> **Exercise requirements**
Starting at the line that holds "Point out the sky", copy every line exactly through the end of the data, and no others.

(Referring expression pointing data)
= Beginning of Section =

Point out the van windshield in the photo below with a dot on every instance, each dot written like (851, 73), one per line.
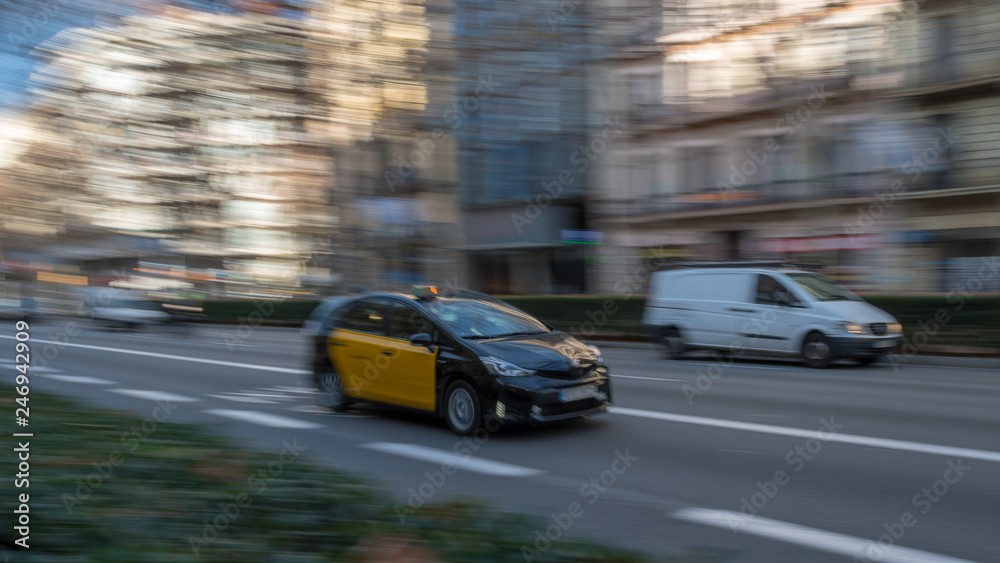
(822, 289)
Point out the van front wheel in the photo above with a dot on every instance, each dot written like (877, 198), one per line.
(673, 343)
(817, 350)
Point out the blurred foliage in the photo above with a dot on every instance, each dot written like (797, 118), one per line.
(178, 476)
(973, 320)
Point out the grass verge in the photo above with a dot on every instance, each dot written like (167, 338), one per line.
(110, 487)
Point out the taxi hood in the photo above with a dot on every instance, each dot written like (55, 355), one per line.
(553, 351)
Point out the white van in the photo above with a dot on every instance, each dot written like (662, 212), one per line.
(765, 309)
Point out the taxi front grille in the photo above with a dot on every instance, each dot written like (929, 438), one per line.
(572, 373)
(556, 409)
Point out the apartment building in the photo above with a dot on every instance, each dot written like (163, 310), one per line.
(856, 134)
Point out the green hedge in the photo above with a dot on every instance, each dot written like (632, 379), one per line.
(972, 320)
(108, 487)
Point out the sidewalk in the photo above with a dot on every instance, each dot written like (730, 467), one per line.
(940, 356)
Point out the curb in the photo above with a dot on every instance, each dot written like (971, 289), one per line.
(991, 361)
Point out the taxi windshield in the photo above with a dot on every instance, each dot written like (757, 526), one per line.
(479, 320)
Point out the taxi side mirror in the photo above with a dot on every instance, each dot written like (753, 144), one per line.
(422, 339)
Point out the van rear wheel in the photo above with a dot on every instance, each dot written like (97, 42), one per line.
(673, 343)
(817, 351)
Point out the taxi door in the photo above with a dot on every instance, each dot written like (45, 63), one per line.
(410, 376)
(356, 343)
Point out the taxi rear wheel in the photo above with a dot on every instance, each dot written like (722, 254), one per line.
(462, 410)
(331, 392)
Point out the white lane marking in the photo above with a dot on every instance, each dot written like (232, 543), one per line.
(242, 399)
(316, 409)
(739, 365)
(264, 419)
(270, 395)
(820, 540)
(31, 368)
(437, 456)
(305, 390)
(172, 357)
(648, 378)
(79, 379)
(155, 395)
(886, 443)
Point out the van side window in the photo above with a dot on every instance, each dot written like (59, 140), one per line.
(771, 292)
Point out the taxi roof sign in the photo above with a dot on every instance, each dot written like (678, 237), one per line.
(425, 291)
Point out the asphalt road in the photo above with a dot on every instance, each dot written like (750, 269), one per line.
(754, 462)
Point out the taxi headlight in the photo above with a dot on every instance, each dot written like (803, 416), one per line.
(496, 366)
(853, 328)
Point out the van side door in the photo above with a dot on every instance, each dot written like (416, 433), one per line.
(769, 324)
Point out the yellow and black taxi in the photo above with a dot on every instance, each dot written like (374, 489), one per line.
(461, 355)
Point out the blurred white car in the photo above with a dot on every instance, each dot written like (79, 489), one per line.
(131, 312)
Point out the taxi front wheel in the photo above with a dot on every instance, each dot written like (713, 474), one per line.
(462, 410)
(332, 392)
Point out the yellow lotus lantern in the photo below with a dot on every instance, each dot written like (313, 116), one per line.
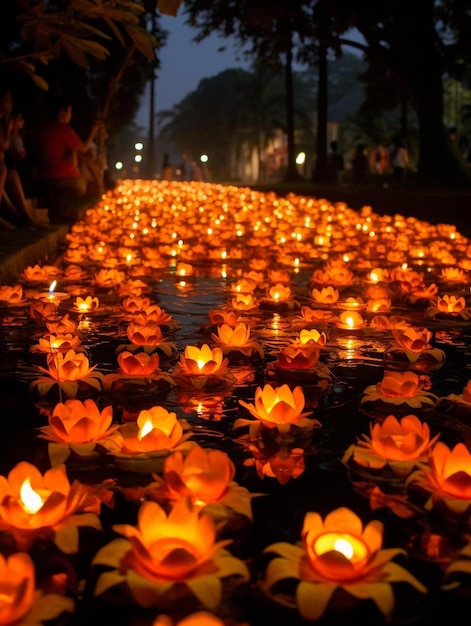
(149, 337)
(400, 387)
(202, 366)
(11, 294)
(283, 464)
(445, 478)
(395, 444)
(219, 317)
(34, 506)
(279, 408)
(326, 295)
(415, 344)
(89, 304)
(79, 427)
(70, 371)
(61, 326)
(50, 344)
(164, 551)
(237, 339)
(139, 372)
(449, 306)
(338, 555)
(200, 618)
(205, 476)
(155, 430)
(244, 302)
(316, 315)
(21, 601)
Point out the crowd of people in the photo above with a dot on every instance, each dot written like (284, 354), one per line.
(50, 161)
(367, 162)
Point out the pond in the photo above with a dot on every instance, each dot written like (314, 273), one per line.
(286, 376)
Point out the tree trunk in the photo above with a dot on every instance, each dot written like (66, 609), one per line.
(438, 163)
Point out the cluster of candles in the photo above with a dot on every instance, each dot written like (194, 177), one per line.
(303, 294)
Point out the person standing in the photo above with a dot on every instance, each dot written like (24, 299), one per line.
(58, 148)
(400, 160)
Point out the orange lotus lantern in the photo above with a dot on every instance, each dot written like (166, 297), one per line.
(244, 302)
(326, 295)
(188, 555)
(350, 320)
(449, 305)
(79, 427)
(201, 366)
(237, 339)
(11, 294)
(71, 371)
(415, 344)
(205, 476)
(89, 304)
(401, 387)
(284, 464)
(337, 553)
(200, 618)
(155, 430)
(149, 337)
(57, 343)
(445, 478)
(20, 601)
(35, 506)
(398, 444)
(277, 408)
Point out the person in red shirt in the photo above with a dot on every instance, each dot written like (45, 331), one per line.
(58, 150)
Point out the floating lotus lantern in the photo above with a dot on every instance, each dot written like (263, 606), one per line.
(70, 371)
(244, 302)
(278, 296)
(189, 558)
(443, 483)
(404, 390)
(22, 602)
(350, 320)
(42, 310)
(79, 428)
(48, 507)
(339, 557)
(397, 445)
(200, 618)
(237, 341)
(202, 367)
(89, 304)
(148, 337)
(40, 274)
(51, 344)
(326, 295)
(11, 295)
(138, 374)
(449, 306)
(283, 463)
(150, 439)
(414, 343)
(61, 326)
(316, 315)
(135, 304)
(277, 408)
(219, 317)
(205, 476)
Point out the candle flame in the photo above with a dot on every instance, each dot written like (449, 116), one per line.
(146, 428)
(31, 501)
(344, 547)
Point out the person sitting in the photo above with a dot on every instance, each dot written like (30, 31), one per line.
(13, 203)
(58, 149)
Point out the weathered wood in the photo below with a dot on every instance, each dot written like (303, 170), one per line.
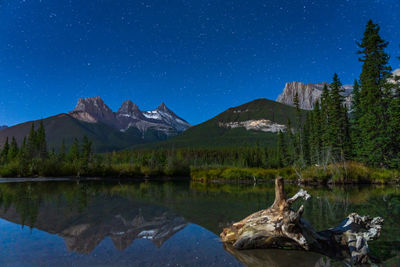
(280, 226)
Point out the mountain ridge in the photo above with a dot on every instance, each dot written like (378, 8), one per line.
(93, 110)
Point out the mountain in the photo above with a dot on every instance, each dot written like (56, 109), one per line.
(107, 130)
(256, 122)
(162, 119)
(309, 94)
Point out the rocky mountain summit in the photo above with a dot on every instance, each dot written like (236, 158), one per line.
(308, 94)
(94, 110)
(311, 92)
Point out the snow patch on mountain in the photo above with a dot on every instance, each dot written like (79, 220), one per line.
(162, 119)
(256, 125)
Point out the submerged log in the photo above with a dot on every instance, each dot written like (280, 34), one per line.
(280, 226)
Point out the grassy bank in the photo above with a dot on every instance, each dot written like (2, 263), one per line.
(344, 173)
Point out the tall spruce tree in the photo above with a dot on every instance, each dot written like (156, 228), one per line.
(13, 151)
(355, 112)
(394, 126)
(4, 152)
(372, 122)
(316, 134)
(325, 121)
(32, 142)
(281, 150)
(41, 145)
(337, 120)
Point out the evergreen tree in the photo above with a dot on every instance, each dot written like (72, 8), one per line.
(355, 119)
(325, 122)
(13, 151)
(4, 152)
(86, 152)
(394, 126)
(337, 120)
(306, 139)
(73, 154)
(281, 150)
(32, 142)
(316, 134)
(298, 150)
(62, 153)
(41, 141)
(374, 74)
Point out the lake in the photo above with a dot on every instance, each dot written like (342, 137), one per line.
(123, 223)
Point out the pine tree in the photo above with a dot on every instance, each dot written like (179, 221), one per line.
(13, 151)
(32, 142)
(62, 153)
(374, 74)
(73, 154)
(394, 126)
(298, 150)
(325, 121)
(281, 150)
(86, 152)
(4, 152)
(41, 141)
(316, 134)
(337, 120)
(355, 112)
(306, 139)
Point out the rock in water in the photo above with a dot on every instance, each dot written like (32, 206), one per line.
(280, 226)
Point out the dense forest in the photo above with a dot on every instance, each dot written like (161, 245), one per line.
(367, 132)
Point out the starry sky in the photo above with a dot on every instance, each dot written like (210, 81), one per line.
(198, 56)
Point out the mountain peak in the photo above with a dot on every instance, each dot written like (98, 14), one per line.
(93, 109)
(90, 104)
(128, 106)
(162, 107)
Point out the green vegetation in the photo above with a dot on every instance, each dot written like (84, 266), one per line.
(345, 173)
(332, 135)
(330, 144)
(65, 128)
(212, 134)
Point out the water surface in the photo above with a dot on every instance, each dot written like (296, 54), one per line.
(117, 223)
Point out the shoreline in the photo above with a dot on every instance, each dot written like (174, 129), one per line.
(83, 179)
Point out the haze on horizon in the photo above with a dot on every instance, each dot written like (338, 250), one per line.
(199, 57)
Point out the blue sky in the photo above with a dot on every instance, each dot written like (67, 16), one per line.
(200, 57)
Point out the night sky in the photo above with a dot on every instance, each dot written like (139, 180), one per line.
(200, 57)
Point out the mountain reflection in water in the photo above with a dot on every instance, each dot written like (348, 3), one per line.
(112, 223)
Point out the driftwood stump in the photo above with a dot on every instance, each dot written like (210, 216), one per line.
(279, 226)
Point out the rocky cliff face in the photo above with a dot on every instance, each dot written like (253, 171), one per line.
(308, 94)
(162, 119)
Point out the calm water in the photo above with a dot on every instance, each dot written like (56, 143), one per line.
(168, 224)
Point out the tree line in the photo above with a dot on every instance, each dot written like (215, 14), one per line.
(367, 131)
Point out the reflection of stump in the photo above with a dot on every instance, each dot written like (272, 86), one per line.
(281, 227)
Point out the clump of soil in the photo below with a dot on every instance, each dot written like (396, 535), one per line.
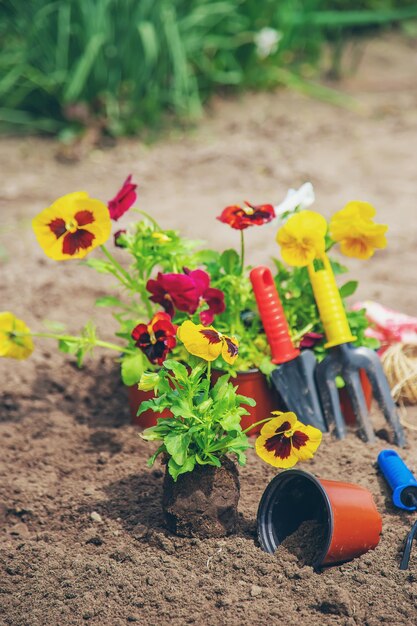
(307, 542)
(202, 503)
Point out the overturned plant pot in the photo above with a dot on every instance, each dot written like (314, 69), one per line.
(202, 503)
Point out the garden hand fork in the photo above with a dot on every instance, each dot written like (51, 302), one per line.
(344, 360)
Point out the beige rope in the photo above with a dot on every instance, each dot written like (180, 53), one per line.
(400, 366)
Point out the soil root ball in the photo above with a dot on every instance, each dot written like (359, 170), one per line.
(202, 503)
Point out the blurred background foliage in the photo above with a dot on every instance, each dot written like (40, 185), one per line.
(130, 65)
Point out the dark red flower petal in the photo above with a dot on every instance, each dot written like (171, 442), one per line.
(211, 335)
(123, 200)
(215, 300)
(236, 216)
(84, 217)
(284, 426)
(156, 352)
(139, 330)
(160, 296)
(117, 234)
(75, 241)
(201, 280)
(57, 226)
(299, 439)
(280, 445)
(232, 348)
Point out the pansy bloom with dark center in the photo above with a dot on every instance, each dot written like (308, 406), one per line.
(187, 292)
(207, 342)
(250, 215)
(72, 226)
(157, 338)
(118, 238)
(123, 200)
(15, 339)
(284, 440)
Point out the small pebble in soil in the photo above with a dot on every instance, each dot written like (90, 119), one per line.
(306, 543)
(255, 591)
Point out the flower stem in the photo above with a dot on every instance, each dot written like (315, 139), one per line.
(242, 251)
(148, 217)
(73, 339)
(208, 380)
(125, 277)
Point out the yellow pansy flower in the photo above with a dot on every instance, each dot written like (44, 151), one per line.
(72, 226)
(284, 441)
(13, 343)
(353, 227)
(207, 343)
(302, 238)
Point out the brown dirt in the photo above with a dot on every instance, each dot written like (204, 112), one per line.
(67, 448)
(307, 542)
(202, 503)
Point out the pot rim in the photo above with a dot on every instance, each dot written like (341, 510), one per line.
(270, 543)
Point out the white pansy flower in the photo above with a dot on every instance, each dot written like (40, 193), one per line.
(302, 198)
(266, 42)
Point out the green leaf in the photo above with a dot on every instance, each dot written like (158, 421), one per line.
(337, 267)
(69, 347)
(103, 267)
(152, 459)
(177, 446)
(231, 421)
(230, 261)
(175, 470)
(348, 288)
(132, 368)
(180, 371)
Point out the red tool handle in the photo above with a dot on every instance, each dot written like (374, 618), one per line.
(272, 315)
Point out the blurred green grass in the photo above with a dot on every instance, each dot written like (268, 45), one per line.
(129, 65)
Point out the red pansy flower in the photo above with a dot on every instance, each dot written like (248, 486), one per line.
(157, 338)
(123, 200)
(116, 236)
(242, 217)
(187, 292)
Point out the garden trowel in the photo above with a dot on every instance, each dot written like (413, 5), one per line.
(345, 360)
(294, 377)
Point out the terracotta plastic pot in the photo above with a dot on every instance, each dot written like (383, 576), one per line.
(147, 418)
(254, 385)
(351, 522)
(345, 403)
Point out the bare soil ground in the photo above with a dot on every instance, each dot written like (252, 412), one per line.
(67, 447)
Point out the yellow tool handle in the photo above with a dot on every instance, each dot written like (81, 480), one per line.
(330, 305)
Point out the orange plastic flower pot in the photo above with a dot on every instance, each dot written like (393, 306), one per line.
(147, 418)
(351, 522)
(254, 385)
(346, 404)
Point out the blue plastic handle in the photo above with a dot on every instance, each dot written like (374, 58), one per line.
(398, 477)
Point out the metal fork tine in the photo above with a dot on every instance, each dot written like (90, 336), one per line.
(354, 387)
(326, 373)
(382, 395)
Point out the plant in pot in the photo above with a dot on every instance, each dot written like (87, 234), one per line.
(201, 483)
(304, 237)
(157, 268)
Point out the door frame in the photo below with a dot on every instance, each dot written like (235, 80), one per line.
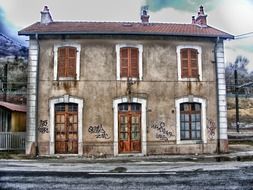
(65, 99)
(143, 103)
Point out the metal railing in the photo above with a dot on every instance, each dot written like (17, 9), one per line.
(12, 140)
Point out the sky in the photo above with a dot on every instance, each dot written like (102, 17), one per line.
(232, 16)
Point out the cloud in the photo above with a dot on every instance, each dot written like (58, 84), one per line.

= End of Section =

> **Answer to the exercise**
Point out the sky in the photo above with a dot on every instance, each dot written like (102, 17), one per line.
(232, 16)
Point out the cloud in the photo above with a dot on every instance, each dot written like (58, 84), one per line.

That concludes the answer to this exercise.